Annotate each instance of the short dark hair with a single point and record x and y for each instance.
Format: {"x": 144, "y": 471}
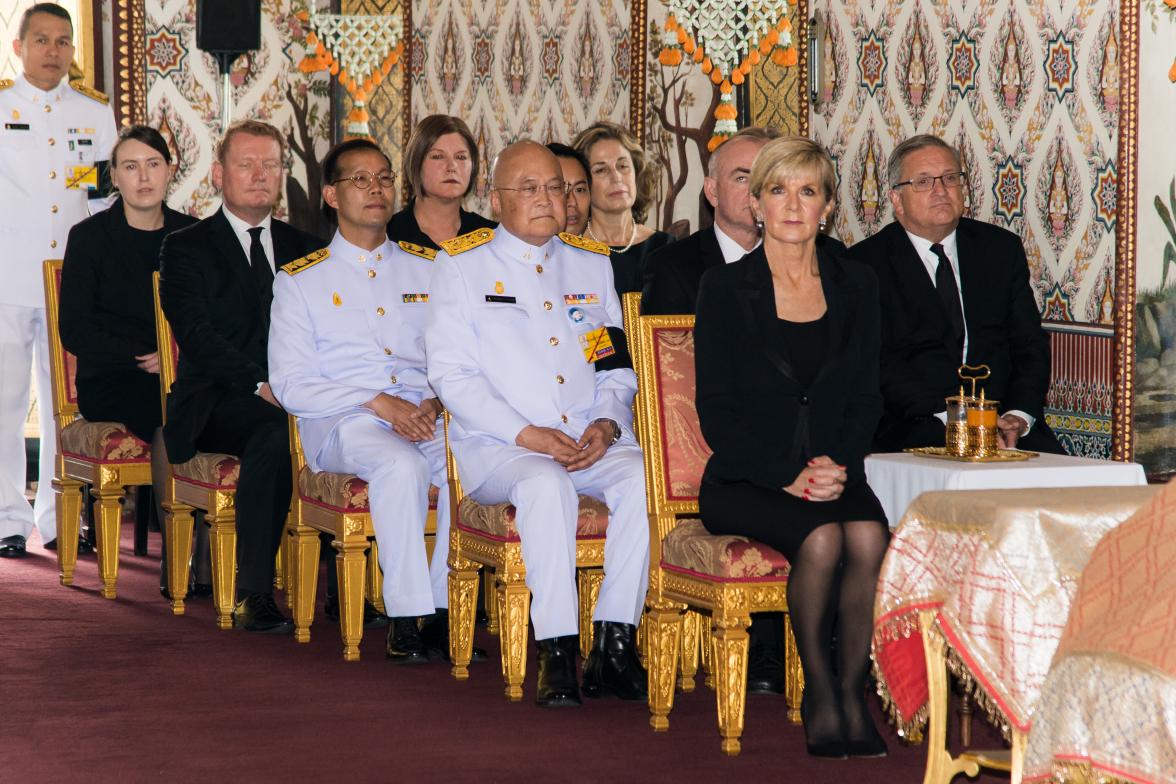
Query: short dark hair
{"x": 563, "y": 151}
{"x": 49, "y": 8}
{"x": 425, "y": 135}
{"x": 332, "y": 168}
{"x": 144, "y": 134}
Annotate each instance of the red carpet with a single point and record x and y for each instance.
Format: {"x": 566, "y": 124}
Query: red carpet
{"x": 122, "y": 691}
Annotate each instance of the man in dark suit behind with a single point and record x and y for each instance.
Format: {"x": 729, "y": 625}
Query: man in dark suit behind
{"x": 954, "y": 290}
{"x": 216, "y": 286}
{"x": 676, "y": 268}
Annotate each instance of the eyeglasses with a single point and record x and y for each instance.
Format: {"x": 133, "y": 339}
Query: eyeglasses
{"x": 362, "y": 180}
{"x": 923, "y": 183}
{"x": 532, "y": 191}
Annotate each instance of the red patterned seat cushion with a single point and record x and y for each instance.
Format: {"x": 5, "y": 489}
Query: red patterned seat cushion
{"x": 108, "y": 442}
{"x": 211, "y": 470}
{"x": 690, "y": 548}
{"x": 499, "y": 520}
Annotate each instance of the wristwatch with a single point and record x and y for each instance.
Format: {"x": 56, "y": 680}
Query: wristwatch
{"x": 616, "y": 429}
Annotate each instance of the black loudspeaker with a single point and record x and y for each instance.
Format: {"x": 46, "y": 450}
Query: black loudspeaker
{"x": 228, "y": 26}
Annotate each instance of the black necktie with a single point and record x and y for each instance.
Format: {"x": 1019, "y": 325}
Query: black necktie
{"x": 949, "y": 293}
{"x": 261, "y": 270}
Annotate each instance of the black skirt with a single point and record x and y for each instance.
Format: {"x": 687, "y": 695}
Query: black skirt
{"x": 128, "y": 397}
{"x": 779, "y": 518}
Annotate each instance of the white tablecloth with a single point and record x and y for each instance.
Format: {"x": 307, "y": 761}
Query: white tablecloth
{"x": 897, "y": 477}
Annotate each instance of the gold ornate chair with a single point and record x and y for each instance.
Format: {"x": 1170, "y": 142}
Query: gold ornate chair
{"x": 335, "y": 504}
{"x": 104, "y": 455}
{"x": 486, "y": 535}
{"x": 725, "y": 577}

=== Short exercise ===
Output all of the data above verbatim, line for line, but leave out the picture.

=== Answer for this exercise ===
Annotate each instance of the short dark hair with a single point and record x and y for each instance.
Format: {"x": 144, "y": 471}
Query: short dark hair
{"x": 563, "y": 151}
{"x": 49, "y": 8}
{"x": 425, "y": 135}
{"x": 332, "y": 168}
{"x": 144, "y": 134}
Annotate each instance of the red carpet with a single point and record x and y for each instance.
Format: {"x": 566, "y": 124}
Query: red carpet
{"x": 122, "y": 691}
Annotate each instance of the man in dark suit behind with a single point and record x and y for each instance.
Format: {"x": 729, "y": 625}
Query: man in dark suit behind
{"x": 954, "y": 290}
{"x": 216, "y": 286}
{"x": 676, "y": 268}
Annotate each instance of the eyeglasses with a single point and record x and y for each instance.
Format: {"x": 133, "y": 339}
Query: eyeglasses
{"x": 362, "y": 180}
{"x": 923, "y": 183}
{"x": 532, "y": 191}
Annotate each instance of the red patterned seat cushion with a single point and record x and y for each instance.
Format: {"x": 5, "y": 489}
Query: red patterned seat cushion
{"x": 108, "y": 442}
{"x": 211, "y": 470}
{"x": 690, "y": 548}
{"x": 499, "y": 520}
Annotate each instance of the wristwatch with a single point and record x and y for each instance.
Format: {"x": 56, "y": 680}
Query: wristwatch
{"x": 616, "y": 429}
Annotate each instance of the black loudspeaker with a single point and record x and y for each instance.
Format: {"x": 46, "y": 450}
Query: black loudspeaker
{"x": 228, "y": 26}
Annotate each instance of the black necktie with a single point and record x and y for each instance.
Format: {"x": 1019, "y": 325}
Query: black necktie
{"x": 949, "y": 293}
{"x": 261, "y": 270}
Annotate each instance of the black skirt with a single point and record x and y for each instance.
Format: {"x": 687, "y": 695}
Query: black skirt
{"x": 128, "y": 397}
{"x": 779, "y": 518}
Annotate each instance of the white tablecloth with a single point and record x and y for each instance.
Format: {"x": 307, "y": 761}
Query: white tablecloth
{"x": 897, "y": 477}
Annotate each instance of the gold ornate chair with a single point and record x and y for each instance.
Format: {"x": 1170, "y": 142}
Query: gold ornate chair
{"x": 335, "y": 504}
{"x": 104, "y": 455}
{"x": 486, "y": 535}
{"x": 725, "y": 577}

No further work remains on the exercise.